> **What to produce**
Count the lines in the items below that contain the string "open", and reply with only that number.
· · · · · · ·
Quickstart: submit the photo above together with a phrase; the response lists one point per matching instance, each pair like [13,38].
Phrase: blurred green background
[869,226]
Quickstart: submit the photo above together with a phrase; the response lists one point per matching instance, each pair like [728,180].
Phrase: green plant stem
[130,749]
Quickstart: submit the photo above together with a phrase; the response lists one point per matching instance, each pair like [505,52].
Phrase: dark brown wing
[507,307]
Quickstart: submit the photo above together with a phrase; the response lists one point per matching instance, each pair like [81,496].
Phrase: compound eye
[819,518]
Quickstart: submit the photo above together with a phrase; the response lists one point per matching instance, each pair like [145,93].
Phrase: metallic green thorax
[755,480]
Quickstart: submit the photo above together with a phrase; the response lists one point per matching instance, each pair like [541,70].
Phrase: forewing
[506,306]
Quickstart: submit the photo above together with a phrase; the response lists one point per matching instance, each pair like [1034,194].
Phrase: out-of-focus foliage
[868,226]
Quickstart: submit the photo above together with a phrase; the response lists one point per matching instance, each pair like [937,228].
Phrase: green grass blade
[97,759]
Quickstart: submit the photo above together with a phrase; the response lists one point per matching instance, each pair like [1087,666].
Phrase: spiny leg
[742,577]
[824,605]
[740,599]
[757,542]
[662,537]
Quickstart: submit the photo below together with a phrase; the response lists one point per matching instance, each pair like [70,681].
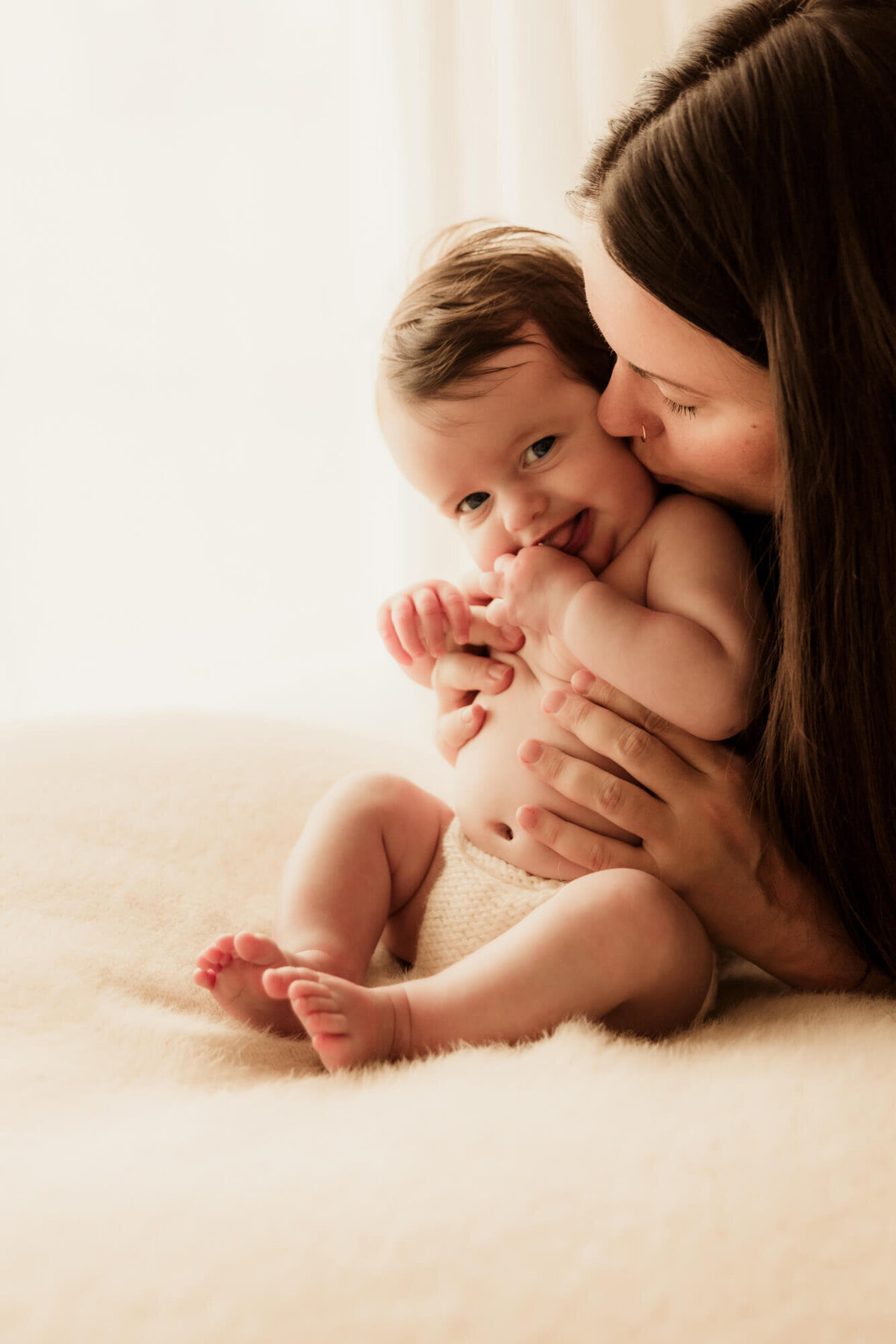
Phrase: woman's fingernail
[531,750]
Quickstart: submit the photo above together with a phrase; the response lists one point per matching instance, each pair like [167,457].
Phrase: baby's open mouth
[570,536]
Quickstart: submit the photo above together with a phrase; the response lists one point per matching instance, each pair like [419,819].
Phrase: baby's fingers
[432,620]
[492,583]
[457,612]
[406,627]
[496,613]
[388,636]
[507,639]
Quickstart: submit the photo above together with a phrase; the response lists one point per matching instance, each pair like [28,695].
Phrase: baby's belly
[492,782]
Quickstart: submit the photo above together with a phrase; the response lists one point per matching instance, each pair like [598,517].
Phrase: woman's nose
[620,409]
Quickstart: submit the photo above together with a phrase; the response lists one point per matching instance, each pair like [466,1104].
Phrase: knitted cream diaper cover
[470,898]
[473,896]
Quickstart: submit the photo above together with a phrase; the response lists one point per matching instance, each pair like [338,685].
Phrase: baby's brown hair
[480,284]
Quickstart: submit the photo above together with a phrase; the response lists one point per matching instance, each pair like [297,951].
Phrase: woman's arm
[700,834]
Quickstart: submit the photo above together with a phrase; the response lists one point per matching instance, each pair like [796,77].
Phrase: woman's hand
[699,831]
[458,678]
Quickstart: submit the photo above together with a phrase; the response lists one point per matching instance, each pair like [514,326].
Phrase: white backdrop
[210,208]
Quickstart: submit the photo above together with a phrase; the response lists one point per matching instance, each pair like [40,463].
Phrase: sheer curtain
[211,208]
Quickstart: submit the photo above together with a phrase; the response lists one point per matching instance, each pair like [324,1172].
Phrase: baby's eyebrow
[662,378]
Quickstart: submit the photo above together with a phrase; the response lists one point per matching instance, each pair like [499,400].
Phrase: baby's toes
[277,980]
[323,1023]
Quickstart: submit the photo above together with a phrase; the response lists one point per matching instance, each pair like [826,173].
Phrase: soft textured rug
[169,1175]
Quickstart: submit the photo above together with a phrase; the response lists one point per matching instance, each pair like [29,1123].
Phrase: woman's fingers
[617,800]
[659,761]
[694,750]
[583,847]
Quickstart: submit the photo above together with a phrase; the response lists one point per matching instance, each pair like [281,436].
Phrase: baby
[488,395]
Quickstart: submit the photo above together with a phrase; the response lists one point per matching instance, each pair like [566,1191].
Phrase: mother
[741,258]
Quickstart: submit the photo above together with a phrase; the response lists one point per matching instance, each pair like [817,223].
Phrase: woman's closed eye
[541,449]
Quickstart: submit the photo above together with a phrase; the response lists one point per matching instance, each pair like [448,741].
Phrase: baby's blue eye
[472,501]
[535,452]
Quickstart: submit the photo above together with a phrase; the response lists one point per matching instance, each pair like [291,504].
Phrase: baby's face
[523,462]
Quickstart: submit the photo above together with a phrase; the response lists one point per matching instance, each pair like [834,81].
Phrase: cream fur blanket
[169,1175]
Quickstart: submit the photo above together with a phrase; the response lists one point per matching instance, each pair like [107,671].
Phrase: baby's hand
[415,622]
[534,588]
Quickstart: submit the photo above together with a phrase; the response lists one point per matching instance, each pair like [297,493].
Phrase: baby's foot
[347,1023]
[233,969]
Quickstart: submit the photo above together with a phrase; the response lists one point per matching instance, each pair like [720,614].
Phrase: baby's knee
[649,923]
[368,795]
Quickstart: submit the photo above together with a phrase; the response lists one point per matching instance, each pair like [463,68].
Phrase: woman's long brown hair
[751,187]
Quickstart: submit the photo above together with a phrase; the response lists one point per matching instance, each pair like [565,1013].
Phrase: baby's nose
[520,511]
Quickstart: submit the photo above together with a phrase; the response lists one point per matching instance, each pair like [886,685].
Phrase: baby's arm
[675,622]
[691,651]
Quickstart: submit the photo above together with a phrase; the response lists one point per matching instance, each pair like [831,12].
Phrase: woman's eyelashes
[677,407]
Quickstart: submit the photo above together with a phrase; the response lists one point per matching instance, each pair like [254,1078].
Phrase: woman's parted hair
[751,187]
[480,284]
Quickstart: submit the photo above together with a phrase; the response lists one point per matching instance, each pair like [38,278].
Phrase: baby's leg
[617,947]
[361,856]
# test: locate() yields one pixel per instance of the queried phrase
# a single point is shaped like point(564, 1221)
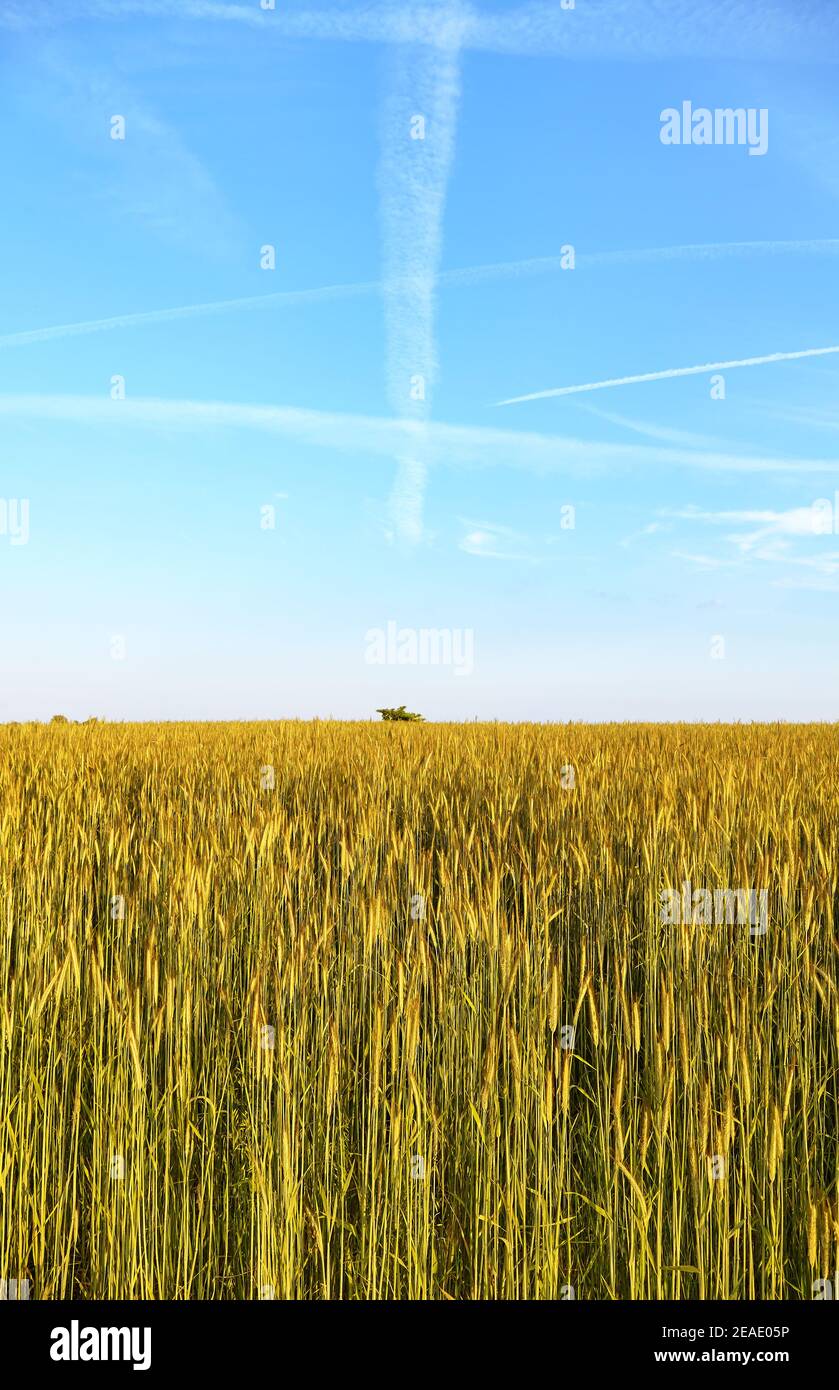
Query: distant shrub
point(400, 713)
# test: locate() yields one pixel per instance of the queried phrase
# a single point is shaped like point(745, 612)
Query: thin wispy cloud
point(150, 178)
point(467, 446)
point(491, 541)
point(793, 521)
point(461, 277)
point(670, 374)
point(418, 129)
point(642, 31)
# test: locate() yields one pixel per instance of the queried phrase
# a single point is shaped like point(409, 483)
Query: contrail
point(418, 148)
point(671, 371)
point(463, 275)
point(446, 445)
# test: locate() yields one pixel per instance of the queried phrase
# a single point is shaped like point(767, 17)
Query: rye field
point(416, 1011)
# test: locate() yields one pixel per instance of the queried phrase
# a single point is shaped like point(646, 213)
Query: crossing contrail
point(668, 373)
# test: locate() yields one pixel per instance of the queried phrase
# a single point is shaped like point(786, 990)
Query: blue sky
point(146, 583)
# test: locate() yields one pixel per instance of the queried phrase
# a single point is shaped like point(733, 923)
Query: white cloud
point(493, 542)
point(413, 177)
point(670, 373)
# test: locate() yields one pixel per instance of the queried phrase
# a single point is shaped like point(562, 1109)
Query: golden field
point(407, 1022)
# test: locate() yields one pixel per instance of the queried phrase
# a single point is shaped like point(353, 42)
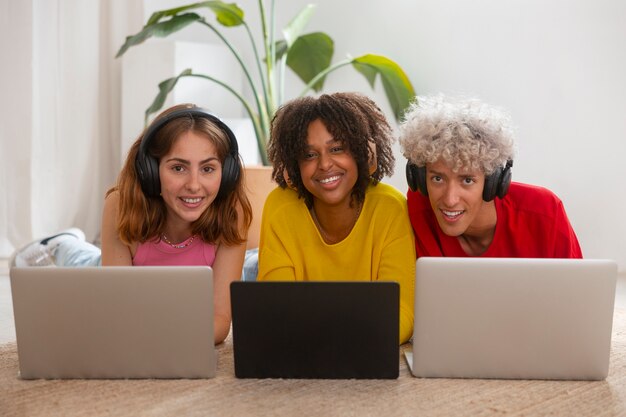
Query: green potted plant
point(307, 55)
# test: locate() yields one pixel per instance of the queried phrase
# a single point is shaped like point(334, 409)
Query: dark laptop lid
point(335, 330)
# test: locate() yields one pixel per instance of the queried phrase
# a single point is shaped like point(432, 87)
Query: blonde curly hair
point(466, 133)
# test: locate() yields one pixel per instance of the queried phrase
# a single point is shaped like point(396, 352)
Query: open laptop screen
point(315, 329)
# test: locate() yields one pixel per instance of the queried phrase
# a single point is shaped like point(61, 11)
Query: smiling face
point(457, 200)
point(328, 170)
point(190, 176)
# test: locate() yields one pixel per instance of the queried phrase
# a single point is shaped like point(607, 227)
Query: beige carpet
point(226, 395)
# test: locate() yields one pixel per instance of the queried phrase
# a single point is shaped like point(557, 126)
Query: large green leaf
point(294, 29)
point(164, 89)
point(228, 14)
point(397, 85)
point(309, 55)
point(160, 29)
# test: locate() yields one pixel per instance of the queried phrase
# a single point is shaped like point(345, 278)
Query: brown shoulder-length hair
point(351, 118)
point(141, 218)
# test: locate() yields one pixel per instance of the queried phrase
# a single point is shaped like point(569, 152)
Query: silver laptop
point(513, 318)
point(114, 322)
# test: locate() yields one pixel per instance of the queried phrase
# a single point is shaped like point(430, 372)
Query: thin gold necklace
point(325, 235)
point(180, 245)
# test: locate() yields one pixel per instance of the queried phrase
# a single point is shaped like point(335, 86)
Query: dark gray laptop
point(334, 330)
point(513, 318)
point(114, 322)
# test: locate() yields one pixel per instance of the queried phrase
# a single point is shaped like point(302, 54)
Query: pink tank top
point(152, 253)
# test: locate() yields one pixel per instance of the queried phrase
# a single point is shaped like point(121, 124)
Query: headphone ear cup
point(505, 182)
point(491, 184)
point(416, 178)
point(230, 176)
point(147, 169)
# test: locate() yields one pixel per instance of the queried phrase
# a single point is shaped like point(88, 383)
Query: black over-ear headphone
point(496, 185)
point(148, 167)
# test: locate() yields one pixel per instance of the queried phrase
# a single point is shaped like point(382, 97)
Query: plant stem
point(322, 74)
point(269, 61)
point(260, 133)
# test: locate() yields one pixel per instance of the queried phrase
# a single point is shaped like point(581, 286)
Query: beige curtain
point(59, 113)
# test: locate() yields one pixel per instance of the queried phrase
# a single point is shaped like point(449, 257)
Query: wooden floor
point(7, 327)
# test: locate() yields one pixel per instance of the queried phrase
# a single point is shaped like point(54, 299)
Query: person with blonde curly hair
point(461, 199)
point(330, 218)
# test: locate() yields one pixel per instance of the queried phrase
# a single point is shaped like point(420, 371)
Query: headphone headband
point(147, 166)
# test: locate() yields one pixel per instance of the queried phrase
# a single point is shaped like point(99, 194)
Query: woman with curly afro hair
point(330, 218)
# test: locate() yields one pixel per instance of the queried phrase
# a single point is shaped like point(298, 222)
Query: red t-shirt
point(531, 224)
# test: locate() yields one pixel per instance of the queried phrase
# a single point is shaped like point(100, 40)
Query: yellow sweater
point(380, 247)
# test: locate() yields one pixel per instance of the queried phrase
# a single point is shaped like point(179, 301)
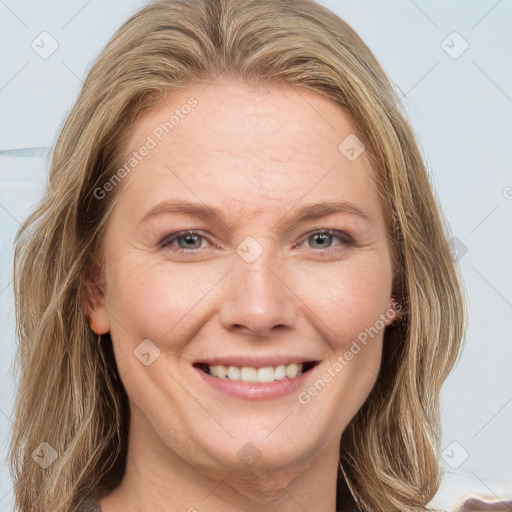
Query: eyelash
point(345, 239)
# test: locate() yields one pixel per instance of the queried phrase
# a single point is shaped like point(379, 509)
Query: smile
point(252, 374)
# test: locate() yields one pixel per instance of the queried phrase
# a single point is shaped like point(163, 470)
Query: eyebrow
point(303, 214)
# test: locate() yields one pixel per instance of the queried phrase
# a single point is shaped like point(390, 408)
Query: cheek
point(346, 298)
point(148, 300)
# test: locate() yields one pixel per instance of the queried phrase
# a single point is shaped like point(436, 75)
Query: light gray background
point(460, 104)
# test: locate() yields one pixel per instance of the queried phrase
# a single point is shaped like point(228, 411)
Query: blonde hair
point(70, 394)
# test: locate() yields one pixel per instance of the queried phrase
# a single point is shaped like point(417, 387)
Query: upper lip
point(255, 361)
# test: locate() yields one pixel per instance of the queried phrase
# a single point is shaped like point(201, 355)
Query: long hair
point(71, 409)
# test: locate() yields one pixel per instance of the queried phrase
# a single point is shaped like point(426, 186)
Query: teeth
point(249, 374)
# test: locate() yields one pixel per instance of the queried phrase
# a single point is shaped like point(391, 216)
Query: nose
point(257, 298)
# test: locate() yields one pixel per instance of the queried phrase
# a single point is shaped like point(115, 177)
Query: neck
· · · · · · ·
> **Result**
2